(Bounding box labeling entries)
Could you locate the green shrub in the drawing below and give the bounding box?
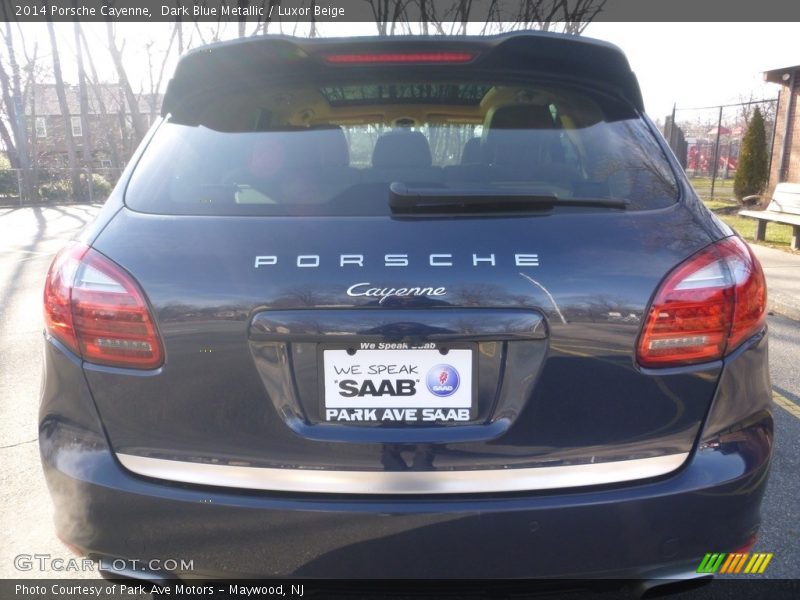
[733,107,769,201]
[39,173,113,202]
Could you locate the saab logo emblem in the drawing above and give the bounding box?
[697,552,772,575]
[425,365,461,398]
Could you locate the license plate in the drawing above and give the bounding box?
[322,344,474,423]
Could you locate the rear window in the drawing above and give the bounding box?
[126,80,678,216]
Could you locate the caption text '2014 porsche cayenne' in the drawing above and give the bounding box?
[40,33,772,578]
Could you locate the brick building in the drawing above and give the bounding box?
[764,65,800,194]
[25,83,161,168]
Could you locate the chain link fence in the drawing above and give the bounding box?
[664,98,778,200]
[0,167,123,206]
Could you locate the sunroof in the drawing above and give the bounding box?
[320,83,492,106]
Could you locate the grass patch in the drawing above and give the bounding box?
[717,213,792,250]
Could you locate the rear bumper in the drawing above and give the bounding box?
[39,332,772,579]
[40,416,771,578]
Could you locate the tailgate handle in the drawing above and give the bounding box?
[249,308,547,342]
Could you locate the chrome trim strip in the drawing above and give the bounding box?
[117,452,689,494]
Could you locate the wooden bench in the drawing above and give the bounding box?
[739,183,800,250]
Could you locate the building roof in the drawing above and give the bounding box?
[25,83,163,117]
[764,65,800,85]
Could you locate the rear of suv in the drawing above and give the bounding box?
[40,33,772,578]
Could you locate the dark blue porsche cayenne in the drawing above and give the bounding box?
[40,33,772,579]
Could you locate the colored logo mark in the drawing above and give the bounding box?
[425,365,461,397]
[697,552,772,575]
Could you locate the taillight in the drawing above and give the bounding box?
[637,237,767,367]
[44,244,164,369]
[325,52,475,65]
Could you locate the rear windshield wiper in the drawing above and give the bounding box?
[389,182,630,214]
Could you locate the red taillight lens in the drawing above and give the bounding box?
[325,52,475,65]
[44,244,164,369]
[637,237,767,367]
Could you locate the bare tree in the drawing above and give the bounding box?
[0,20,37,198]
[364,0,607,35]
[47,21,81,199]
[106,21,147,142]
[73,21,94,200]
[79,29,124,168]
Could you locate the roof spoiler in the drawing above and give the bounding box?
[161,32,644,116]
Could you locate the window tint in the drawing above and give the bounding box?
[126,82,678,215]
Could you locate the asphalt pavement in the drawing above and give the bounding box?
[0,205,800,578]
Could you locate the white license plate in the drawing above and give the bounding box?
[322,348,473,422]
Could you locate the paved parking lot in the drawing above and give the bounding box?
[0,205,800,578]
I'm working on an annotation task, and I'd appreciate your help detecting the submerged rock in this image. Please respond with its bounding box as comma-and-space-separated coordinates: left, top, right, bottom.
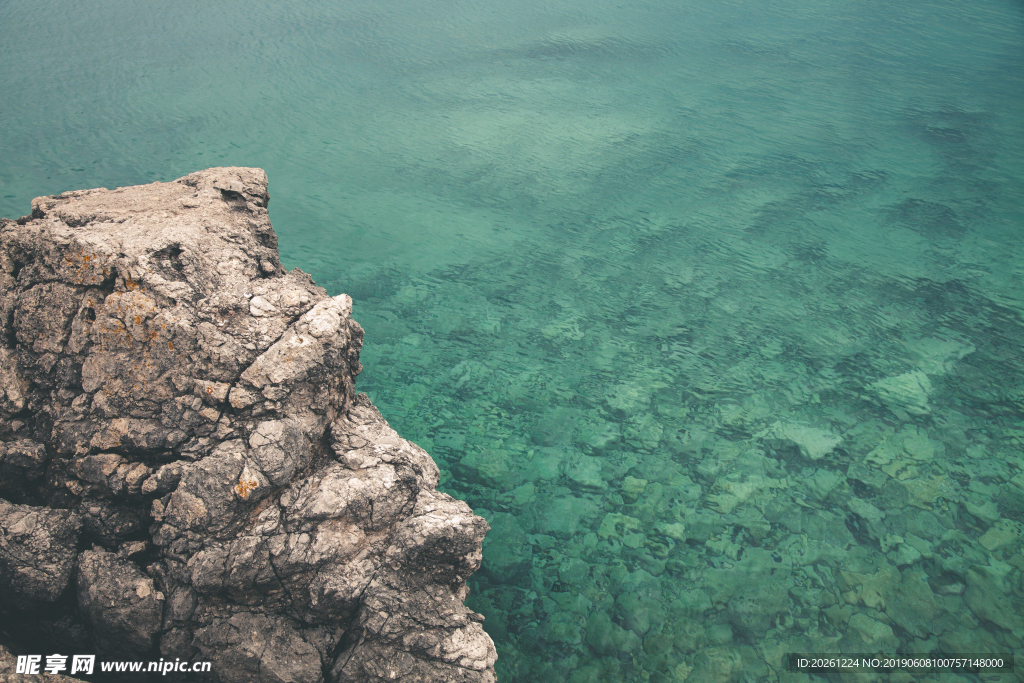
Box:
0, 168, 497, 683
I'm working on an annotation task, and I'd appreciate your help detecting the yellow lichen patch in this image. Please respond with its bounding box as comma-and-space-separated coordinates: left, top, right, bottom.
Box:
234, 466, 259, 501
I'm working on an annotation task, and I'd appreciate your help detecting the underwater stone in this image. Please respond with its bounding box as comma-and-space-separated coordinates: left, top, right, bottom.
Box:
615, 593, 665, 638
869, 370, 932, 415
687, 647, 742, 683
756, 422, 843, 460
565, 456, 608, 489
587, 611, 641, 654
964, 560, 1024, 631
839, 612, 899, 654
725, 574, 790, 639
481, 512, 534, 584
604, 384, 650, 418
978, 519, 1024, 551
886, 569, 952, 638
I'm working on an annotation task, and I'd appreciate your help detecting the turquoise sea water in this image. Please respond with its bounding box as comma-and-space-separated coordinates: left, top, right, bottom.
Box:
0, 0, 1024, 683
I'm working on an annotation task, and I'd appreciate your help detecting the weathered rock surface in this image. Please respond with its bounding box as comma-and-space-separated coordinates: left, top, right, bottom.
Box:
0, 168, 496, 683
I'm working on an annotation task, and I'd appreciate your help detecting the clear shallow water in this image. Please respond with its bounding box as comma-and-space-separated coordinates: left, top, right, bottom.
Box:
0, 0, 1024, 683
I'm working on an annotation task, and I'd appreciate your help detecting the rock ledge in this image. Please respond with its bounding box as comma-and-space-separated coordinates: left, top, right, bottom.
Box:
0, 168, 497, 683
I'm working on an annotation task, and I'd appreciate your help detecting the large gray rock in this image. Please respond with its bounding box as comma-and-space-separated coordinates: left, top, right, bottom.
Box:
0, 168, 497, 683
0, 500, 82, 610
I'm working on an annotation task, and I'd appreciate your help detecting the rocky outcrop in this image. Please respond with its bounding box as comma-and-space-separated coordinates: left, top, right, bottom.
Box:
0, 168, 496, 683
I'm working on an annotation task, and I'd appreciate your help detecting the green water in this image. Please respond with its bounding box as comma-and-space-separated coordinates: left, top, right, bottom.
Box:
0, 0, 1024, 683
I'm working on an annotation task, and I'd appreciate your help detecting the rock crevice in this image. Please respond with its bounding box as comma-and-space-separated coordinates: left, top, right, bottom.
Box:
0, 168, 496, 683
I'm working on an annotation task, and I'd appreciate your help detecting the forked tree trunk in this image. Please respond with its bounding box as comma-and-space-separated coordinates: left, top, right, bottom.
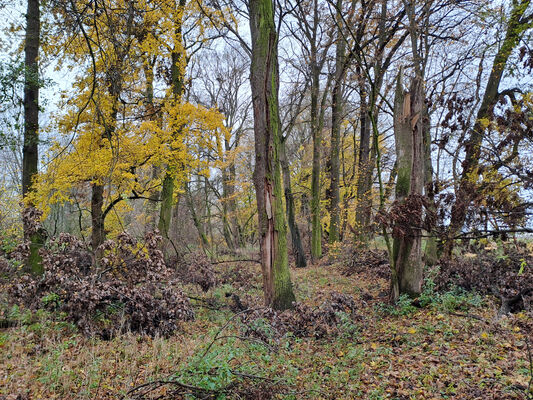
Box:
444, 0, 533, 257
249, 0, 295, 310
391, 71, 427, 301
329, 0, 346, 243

> _TASK INSTRUCTIONS_
Please print every line of the listing above verbatim, omitting the pictures.

> _WORKED ANSWER_
Could you locate the green shrub in the drawing below and give the bounding box?
[733,107,769,201]
[39,173,113,202]
Could you locate the saab logo emblem in the drawing above and give the bounding box?
[697,552,772,575]
[425,365,461,398]
Could you locate the license plate in the drawing above and give the bounding box?
[322,344,474,423]
Could you locate the rear window in the drawing above and give the bounding box?
[126,80,678,216]
Could you locate the caption text '2014 porsche cayenne' in the drawing above and give the bounding box?
[40,33,772,578]
Could you locate the brick building in the drawing above and give the bounding box?
[764,65,800,194]
[25,83,161,168]
Could you locate the chain link fence in the drawing above and give the bounding box?
[664,98,778,200]
[0,167,123,206]
Could you locate the sunroof in the drawing above and give the bounding box?
[320,83,492,106]
Could you locate the grass patch in the drawing above and give the bounding box?
[717,213,792,250]
Could you locate the rear bumper in the drawing above and give the bounding box?
[39,332,772,579]
[40,416,771,578]
Could you locate the tailgate handle in the drawing above and give the bounding box?
[249,308,547,342]
Could you locate the chrome trim strip in the drawing above and give the bounding box?
[117,452,689,494]
Could you locate the wooden bench in the drawing above and give the bounding box?
[739,183,800,250]
Could you locate the building roof in the drawing above and give the bounding box?
[25,83,163,117]
[764,65,800,85]
Could you locate the rear of suv in the drawing above and give the bounding box?
[40,33,772,578]
Could you locate the dark blue porsche cayenne in the drawing above and give the bounding box?
[40,33,772,579]
Could you locate the colored logo mark in the drawing above and give the bounding box?
[425,365,461,397]
[697,552,772,575]
Could you locate the taillight in the drawing above and give the bounding box?
[637,237,767,367]
[44,244,164,369]
[325,52,475,65]
Could you locate the rear windshield wiper in the drawing above and give the bounding box?
[389,182,630,214]
Could you locate the red taillight lens in the drawing above and give the bounding box?
[325,52,475,65]
[44,244,164,369]
[637,237,767,367]
Could you locate the bare tree in the drawing above and give the bounding box?
[0,20,37,198]
[364,0,607,35]
[47,21,81,199]
[106,21,147,142]
[73,21,94,200]
[79,29,124,168]
Could you locate the roof spoiler in the drawing above and give the bounding box?
[161,32,644,116]
Could you locate the window tint in the drawing above and give the bounding box?
[126,82,678,215]
Could you locate the asphalt pavement in the drawing above and give the bounding box?
[0,205,800,578]
Could you locate the white license plate in the drawing above and give the bounding box?
[322,348,473,422]
Could you locate the paved parking lot in the drawing above and give the bounding box?
[0,205,800,578]
I'm working on an annotation task, and I'd appreciate your help detecting the submerged rock in this image. Please respond with its bounding box as comma-and-space-separated coordinates: left, top, right, bottom.
Box:
0, 168, 497, 683
I'm working on an annotation task, and I'd appreciate your help detecting the yellow lichen patch in this image. Please respond with its bounding box as comma-and-space-separated coordinates: left, top, right, bottom.
Box:
234, 466, 259, 501
I'm working on an annotation task, and I'd appreciate your help detecting the underwater stone in this image. Please respond with its bounding box as comma-and-space-separated coordinates: left, top, right, bottom.
Box:
615, 593, 665, 638
869, 370, 932, 415
687, 647, 742, 683
756, 422, 843, 460
565, 456, 608, 489
587, 611, 641, 654
964, 560, 1024, 631
839, 612, 899, 654
725, 574, 790, 639
481, 512, 534, 584
604, 384, 650, 418
978, 519, 1024, 551
886, 569, 952, 638
I'm working on an annotation task, and I'd appreciate your help detecting the turquoise sea water in this image. Please respond with its bounding box as comma-and-space-separated coordinates: left, top, right, bottom.
Box:
0, 0, 1024, 683
I'm working on an annotation task, and I'd appreciate your help detecting the weathered rock surface in this image. Please respond with its bounding box as comma-and-space-separated coordinates: left, top, right, bottom.
Box:
0, 168, 496, 683
I'm working on an annotation task, and I'd appreciate your help detecting the clear shallow water in this image. Please respond with its bounding box as comma-and-space-separated coordinates: left, top, right, bottom.
Box:
0, 0, 1024, 683
I'm working on an annotation task, and I'd appreciate your help detecting the rock ledge in this image. Please respond with its bounding box as comma-and-space-separated coordinates: left, top, right, bottom.
Box:
0, 168, 497, 683
I'm working on an annotation task, and I'd appreciate your help detecting the large gray rock in this image. Please respond with its bounding box as comma-and-space-separated coordinates: left, top, right, bottom.
Box:
0, 168, 497, 683
0, 500, 82, 610
I'm working on an annotation task, and I'd appreciate your help detecting the rocky outcrop in this image. Please respond with its bounding box as comma-and-space-separated coordinates: left, top, right, bottom.
Box:
0, 168, 496, 683
I'm working on an annotation task, and I'd appreciate your help detecting the green water in this image. Please respond with its bounding box as comma-and-space-separated coordinates: left, top, right, bottom.
Box:
0, 0, 1024, 683
I'm working on an annotation task, and I'd appreciate your help detecting the rock crevice in this image. Please respond with its bounding box as comma-and-space-separated coordinates: left, top, right, bottom.
Box:
0, 168, 496, 683
I'm working on an annotation task, and I'd appreciate your help detecting the forked tree trunk in this image. Please respond with its bounding box as comma-and-space-separated coordinates: left, top, right, bottom.
Box:
444, 0, 533, 257
249, 0, 295, 310
391, 71, 427, 301
329, 0, 346, 243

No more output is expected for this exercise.